* Document text:
Writer, columnist and MP Paul St. Pierre was born in Chicago. He grew up in Nova Scotia and came to Vancouver in 1945. He’s written a lot of good things, may be best known for his 1950s CBC television series Cariboo Country (which launched the acting career of Chief Dan George).

Photographer Ulli Steltzer was born in Frankfurt, Germany. She emigrated to the U.S. in 1953, moved to Vancouver in 1972. In 1992 she shared the Bill Duthie Booksellers’ Choice award with writer Robert Bringhurst for The Black Canoe, a celebration of the art of Bill Reid.

Executive and judge J.V. Clyne, 21, graduated from UBC. “J. V. Clyne worked summers,” writes Constance Brissenden in The Greater Vancouver Book, “as a cowboy, sawmill laborer, deckhand and placer gold miner. After graduation from UBC in 1923, he studied marine law at the London School of Economics. He was called to the BC bar January 8, 1927 and appointed to the BC Supreme Court in 1950.”

Scotland-born William Marr Crawford, shipping executive, was named president and managing director of Empire Stevedoring, B.C.’s largest waterfront employer.

Wisconsin-born newspaper photographer Claude Dettloff began his career with the Minneapolis Journal. He joined the Province in 1936. Wait for Me, Daddy, his memorable WWII photo of a boy running after his marching dad, was shot Oct. 1, 1940 as the New Westminster brigade went overseas.

Vancouver boxing promoter “Pop” (Charles) Foster began training a future world welterweight champion in 17-year-old Jimmy McLarnin, who had been selling newspapers on the street in Vancouver.

England-born Charles Cleaver Maddams, a Mount Pleasant settler, who in 1888 had bought five acres on the south shore of False Creek and, because of nearby Chinese farms named the area China Creek, transferred his “Maddams Ranch” to the Vancouver park board to cover his taxes. Maddams Street, originally a Mount Pleasant trail, is named for him.

* Exercise: Using the Vancouver profiles text, state whether each statement agrees with it, answering yes or no and quoting the deciding words. 1. Ulli Steltzer moved to Vancouver in 1972. 2. Claude Dettloff began his career with the Province. 3. J.V. Clyne was appointed to the BC Supreme Court in 1927.

[Saved entries]
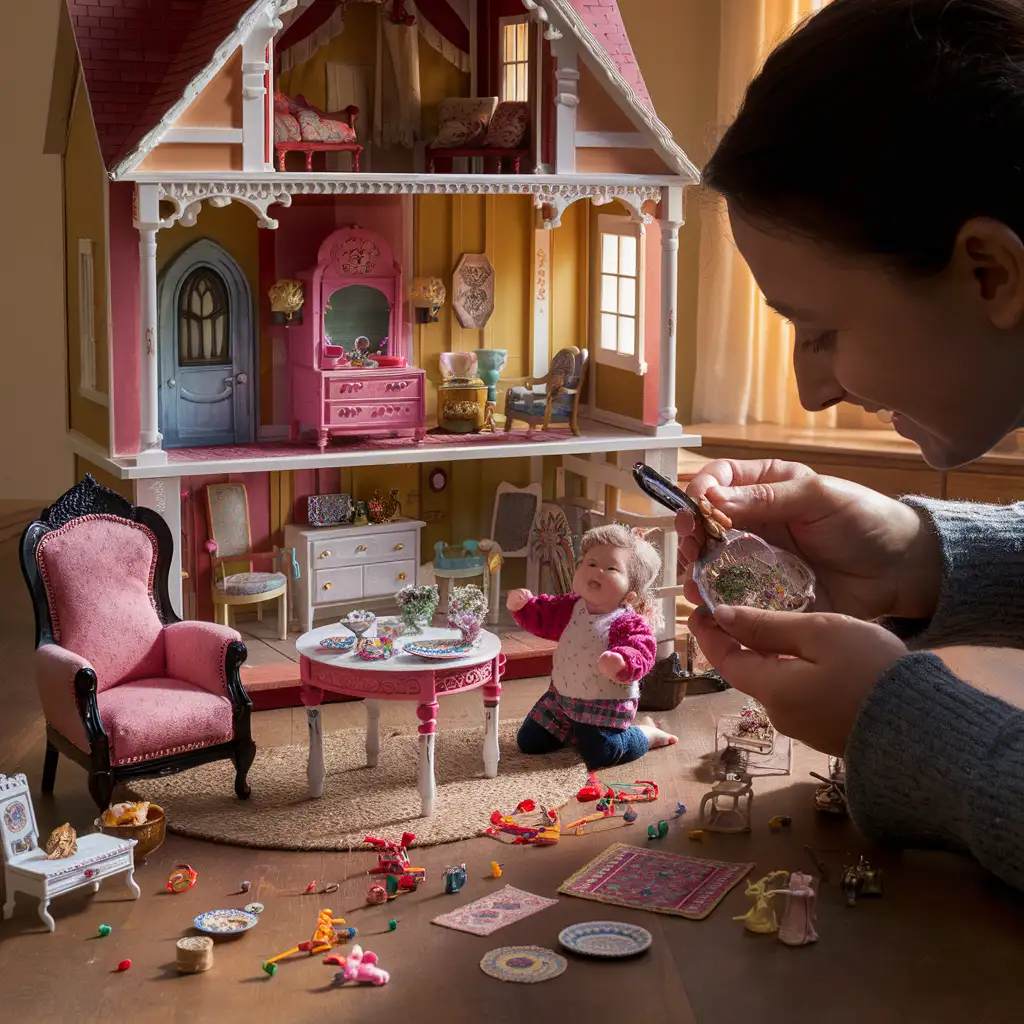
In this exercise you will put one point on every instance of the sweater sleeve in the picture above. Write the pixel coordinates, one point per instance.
(631, 636)
(547, 614)
(980, 601)
(933, 762)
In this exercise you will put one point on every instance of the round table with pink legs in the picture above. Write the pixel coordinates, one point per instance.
(402, 677)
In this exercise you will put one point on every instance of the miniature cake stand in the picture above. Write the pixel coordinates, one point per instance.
(402, 677)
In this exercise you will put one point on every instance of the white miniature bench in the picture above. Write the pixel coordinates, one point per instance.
(27, 869)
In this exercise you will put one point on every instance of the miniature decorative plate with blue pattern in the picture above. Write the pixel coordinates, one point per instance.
(438, 650)
(338, 643)
(609, 939)
(225, 922)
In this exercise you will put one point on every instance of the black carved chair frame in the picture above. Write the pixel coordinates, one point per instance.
(89, 498)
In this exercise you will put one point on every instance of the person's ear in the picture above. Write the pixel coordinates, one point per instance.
(992, 255)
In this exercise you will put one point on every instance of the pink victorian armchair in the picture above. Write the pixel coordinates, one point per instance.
(128, 690)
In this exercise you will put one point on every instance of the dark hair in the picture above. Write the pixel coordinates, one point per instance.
(883, 126)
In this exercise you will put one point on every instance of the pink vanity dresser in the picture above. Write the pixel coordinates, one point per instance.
(352, 315)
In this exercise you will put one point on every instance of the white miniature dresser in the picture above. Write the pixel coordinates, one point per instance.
(343, 565)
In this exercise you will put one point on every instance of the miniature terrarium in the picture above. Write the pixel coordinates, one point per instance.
(418, 605)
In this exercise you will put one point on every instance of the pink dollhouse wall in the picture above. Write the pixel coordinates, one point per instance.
(125, 318)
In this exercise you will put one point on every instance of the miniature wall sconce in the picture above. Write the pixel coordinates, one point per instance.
(427, 296)
(286, 301)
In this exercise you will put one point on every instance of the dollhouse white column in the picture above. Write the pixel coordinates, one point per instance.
(566, 100)
(164, 497)
(671, 221)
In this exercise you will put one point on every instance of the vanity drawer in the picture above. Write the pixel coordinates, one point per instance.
(358, 549)
(335, 586)
(373, 387)
(387, 415)
(381, 580)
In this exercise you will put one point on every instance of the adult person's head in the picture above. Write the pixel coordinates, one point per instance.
(875, 180)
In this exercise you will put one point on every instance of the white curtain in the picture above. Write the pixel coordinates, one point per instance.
(744, 350)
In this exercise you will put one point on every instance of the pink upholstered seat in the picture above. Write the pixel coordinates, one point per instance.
(127, 689)
(154, 718)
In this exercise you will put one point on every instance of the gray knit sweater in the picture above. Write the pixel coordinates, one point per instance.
(933, 762)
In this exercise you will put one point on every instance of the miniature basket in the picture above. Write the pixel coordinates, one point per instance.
(150, 836)
(375, 648)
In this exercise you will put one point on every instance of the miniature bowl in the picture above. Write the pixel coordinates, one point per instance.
(375, 648)
(150, 836)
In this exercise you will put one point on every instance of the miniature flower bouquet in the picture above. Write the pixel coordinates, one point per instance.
(418, 605)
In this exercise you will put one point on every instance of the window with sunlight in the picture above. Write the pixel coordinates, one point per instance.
(620, 303)
(515, 60)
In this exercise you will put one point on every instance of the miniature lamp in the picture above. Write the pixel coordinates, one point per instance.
(427, 296)
(286, 300)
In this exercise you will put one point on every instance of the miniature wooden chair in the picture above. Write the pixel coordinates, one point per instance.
(235, 583)
(558, 402)
(27, 868)
(716, 815)
(128, 690)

* Result:
1. Yes: "moved to Vancouver in 1972."
2. No: "began his career with the Minneapolis Journal."
3. No: "appointed to the BC Supreme Court in 1950."